- [The exercise] Report each line of the records below that contains the word "pillow", copying every such line in full.
-- start of Supplied entries --
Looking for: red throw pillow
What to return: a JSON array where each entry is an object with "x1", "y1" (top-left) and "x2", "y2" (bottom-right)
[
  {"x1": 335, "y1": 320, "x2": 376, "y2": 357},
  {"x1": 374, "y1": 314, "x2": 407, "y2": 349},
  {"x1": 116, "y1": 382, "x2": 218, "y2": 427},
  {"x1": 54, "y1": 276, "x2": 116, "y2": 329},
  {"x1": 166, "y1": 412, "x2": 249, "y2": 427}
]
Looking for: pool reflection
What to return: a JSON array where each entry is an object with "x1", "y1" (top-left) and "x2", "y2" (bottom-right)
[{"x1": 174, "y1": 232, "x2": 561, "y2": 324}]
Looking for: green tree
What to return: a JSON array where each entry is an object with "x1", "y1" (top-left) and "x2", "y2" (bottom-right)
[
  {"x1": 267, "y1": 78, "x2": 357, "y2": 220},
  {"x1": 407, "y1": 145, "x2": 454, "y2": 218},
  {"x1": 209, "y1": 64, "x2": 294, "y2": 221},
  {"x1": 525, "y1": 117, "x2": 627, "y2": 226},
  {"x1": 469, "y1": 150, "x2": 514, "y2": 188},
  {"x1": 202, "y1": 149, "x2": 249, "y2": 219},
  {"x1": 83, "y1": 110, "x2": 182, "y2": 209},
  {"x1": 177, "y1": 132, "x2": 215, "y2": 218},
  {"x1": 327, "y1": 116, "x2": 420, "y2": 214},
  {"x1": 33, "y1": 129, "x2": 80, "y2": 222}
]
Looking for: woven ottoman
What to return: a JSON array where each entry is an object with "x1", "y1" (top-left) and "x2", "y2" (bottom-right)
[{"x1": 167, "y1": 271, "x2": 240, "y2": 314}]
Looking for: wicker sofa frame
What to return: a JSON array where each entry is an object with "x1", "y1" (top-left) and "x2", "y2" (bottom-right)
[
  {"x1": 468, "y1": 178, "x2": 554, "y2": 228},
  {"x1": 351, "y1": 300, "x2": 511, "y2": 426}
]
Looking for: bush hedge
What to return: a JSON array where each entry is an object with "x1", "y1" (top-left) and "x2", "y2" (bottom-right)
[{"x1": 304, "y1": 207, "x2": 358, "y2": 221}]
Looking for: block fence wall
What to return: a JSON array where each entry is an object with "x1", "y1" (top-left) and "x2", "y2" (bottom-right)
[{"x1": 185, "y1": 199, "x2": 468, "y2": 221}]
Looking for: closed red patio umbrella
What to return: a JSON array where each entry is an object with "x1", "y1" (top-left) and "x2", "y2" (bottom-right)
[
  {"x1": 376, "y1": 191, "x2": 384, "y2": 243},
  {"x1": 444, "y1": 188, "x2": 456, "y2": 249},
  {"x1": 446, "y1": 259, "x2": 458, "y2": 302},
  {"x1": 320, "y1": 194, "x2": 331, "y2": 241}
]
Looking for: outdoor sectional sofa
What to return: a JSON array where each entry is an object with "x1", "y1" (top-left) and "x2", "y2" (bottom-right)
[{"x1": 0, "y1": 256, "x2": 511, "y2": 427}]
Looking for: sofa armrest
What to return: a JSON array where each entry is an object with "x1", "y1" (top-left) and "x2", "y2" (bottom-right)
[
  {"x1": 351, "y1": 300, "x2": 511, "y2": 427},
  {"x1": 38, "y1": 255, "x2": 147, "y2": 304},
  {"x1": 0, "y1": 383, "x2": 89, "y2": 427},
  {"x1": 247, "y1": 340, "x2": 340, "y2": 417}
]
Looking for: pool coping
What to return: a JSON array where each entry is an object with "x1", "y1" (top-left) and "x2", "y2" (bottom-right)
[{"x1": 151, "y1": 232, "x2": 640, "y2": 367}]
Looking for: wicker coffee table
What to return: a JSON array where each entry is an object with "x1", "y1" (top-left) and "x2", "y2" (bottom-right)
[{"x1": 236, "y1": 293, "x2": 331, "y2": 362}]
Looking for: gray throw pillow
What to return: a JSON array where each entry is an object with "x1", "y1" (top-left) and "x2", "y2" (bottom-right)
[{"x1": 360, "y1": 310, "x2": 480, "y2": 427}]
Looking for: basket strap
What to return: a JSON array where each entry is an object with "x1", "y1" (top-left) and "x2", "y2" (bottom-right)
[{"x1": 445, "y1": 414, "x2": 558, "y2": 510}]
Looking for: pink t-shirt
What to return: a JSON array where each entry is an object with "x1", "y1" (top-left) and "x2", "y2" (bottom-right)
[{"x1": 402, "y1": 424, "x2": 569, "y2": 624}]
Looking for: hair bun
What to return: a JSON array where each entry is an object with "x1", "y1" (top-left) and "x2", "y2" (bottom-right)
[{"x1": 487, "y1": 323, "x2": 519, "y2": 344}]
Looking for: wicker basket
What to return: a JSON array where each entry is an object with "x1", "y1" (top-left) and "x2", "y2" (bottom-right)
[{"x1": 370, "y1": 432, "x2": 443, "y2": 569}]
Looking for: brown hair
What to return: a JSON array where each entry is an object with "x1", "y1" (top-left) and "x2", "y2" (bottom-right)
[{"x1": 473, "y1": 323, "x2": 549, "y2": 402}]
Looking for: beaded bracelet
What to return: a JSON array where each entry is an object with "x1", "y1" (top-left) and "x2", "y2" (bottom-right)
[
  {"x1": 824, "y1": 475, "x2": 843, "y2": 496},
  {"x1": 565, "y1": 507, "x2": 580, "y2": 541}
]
-- end of Supplied entries --
- [Worked answer]
Looking for: red throw pillow
Looking for: gray throw pillow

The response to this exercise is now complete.